Write the data out in full and word for word. Do not include images.

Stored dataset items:
▼
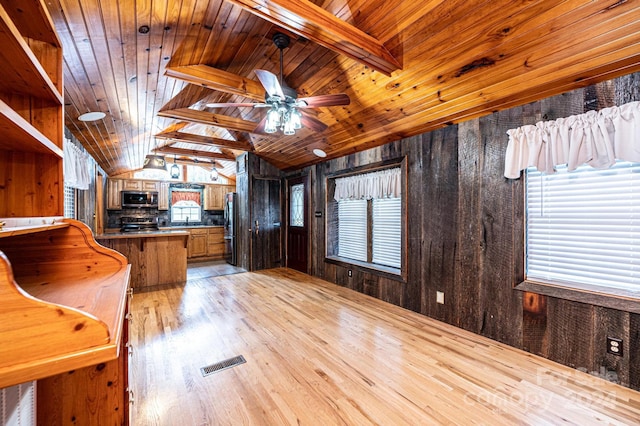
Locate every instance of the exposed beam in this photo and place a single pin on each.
(314, 23)
(205, 140)
(203, 117)
(194, 153)
(222, 81)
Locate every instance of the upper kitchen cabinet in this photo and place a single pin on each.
(31, 181)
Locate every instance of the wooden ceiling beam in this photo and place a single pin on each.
(203, 117)
(304, 18)
(222, 81)
(194, 153)
(205, 140)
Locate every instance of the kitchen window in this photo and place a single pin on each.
(186, 206)
(364, 219)
(583, 228)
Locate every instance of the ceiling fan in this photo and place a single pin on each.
(286, 111)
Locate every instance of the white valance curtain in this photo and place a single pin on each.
(596, 138)
(381, 184)
(76, 166)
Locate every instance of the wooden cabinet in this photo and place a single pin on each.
(115, 186)
(114, 199)
(197, 246)
(215, 243)
(30, 112)
(214, 196)
(66, 335)
(163, 195)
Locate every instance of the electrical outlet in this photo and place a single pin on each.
(614, 346)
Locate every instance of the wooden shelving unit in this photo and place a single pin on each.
(31, 121)
(64, 296)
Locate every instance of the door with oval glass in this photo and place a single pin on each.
(297, 226)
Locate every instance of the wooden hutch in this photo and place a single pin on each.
(64, 297)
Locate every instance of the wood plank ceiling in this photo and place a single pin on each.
(408, 67)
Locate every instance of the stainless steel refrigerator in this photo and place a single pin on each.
(230, 226)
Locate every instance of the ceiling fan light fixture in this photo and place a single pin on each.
(319, 153)
(296, 119)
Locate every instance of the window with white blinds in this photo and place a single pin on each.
(352, 229)
(583, 227)
(386, 231)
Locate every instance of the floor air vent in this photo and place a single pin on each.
(222, 365)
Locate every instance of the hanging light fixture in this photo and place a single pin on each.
(154, 162)
(175, 169)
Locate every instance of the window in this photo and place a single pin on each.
(69, 202)
(583, 228)
(186, 206)
(364, 220)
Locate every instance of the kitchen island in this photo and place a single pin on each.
(156, 257)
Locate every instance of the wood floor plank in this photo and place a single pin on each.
(317, 353)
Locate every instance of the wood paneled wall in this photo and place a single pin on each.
(465, 238)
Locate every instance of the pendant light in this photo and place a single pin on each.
(175, 169)
(154, 162)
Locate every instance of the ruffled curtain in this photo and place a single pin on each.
(596, 138)
(382, 184)
(177, 196)
(76, 166)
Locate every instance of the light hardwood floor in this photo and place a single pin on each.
(320, 354)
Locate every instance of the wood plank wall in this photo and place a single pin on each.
(466, 226)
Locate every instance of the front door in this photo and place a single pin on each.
(265, 224)
(297, 226)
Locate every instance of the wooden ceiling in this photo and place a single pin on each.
(408, 67)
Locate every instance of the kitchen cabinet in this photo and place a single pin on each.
(114, 199)
(197, 246)
(115, 186)
(163, 195)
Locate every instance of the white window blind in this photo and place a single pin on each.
(583, 227)
(352, 229)
(387, 229)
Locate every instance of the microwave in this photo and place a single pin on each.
(139, 199)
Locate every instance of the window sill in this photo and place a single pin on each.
(385, 271)
(621, 300)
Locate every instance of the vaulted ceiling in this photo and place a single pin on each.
(407, 66)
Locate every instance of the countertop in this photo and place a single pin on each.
(142, 234)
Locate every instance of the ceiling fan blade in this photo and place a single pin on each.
(231, 104)
(310, 122)
(270, 83)
(324, 100)
(260, 127)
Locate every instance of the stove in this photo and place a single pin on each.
(138, 223)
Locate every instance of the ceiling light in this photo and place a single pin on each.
(319, 153)
(92, 116)
(154, 162)
(175, 169)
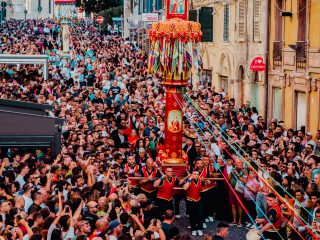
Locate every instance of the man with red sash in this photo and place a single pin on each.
(193, 186)
(165, 185)
(271, 228)
(150, 172)
(207, 192)
(133, 170)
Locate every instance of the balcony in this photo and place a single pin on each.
(301, 55)
(277, 54)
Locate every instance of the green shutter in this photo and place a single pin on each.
(206, 21)
(193, 15)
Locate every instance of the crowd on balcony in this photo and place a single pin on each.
(108, 183)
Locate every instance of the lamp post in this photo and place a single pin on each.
(26, 10)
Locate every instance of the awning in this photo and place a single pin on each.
(65, 2)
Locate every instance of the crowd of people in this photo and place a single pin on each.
(108, 183)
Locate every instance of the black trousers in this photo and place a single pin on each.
(177, 199)
(273, 235)
(207, 199)
(251, 207)
(195, 210)
(152, 196)
(164, 205)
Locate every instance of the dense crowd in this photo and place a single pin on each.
(107, 182)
▲
Response to this task -
Locate every instance of the exposed beam in this photo and place a single pin on each.
(314, 23)
(205, 140)
(203, 117)
(194, 153)
(222, 81)
Locate every instance of the upper kitchen cabinet in this photo and place a single pin on each.
(31, 181)
Locate every instance of the wooden ceiling beam in this photo and place a single pin on each.
(203, 117)
(304, 18)
(222, 81)
(194, 153)
(205, 140)
Locate every instance of the kitchen window in this photo and place a single pin on each.
(186, 206)
(364, 219)
(583, 228)
Locate every instance of the ceiling fan in this photo and place a single pin on each.
(286, 111)
Locate every instance of the white valance curtain in this photo and place a single pin on each.
(596, 138)
(381, 184)
(76, 166)
Locate every instance of the wooden cabinet in this photo and place a single pin on each.
(115, 186)
(114, 199)
(197, 246)
(215, 243)
(30, 112)
(214, 196)
(66, 335)
(163, 195)
Locate every instance of the electrical outlet in this photo and place a single pin on each.
(614, 346)
Locate every instance of the wooden shelving unit in this photo and place a single pin on each.
(31, 121)
(64, 296)
Locate every instance of the door with oval glass in this photo and place a single pin on each.
(297, 226)
Locate every instance of the wooden hutch in this photo and place a single pin on each.
(64, 297)
Locate every instance of the wood plank ceiling in this photo and place a single pin on each.
(408, 67)
Locate every instance of the stainless steel refrigerator in this photo and place a single pin on each.
(230, 226)
Locate every instance of the ceiling fan light fixture in this photo and place a single pin on each.
(319, 153)
(296, 119)
Locate every instance of the window with white blinds in this photo and place a single pin on each.
(352, 229)
(583, 227)
(386, 231)
Locate every instance of the floor air vent in this photo and place a single pin on each.
(222, 365)
Locate every instance of the hanging light fixture in this photo and place a single pin on each.
(154, 162)
(175, 169)
Locate every instance of the window in this photo and place a single pin on each.
(69, 202)
(583, 228)
(186, 206)
(364, 220)
Locate every instance of the kitchen island in this photo and place a single pin on each.
(156, 257)
Locate every instance of the wood floor plank in this photo and place a single pin on each.
(317, 353)
Locate every instance of the wood paneled wall in this photo and place a single pin on each.
(465, 238)
Locate every instance of the pendant light in this photo and place a single pin on each.
(175, 169)
(154, 162)
Locate every instance of the ruffled curtain in this photo and place a single pin on each.
(596, 138)
(382, 184)
(177, 196)
(76, 166)
Locate every instance of the light hardwood floor in this photo and place a single pin on each.
(320, 354)
Locate every instance of the wood plank wall in this photo and place a single pin on each.
(466, 226)
Locate every instance of the front door in this photo and place a single pin on each.
(265, 224)
(297, 226)
Locate every instance of the wooden ceiling in this photo and place a single pin on each.
(408, 67)
Locate every instance of the kitchen cabinet in this photo and place a single pin on each.
(114, 199)
(197, 246)
(115, 186)
(163, 195)
Locate every instance of the white window blind in this photo and place a single pin on each.
(583, 227)
(352, 229)
(387, 229)
Locate every instance of the microwave in this photo and place a single pin on each.
(139, 199)
Locate every instance of the window sill in this photo and place a single pin on each.
(385, 271)
(621, 300)
Locate every instance of the vaulted ceiling in this photo and place a single pin on each.
(407, 66)
Locate every instance of the countertop in this photo and place a single pin on each.
(142, 234)
Locate every instance of the ceiling fan blade in this photo and place a single pin on each.
(231, 104)
(310, 122)
(270, 83)
(324, 100)
(260, 127)
Locate every instance of the stove in this photo and place a single pin on each.
(138, 223)
Locate every instance of the ceiling light in this photo and place a single pin on each.
(319, 153)
(92, 116)
(154, 162)
(175, 169)
Locate every instance of the man with red sash in this photo and place a single pin on each.
(193, 186)
(165, 185)
(271, 228)
(150, 172)
(207, 192)
(133, 170)
Locate every instance of the balcony in this photo and place a single pin on each.
(301, 55)
(277, 54)
Locate every instance of the green shutter in this photo and place a single pin on each.
(206, 21)
(193, 15)
Locate every instance of the crowd on balcony in this photo and place a single pin on each.
(108, 183)
Locate every instance of the lamp post in this photo and place a single pin on each.
(26, 10)
Locate every instance of the awning in this photo and place a single pin on each.
(65, 2)
Locate every instance of the crowd of people in this photo and place a single pin on each.
(108, 183)
Locate every instance of the black trousers in this photo and place a single pin on each.
(177, 199)
(273, 235)
(207, 199)
(251, 207)
(195, 210)
(152, 196)
(164, 205)
Locate every instance of the dense crowd in this photo and place a single pin on each.
(107, 182)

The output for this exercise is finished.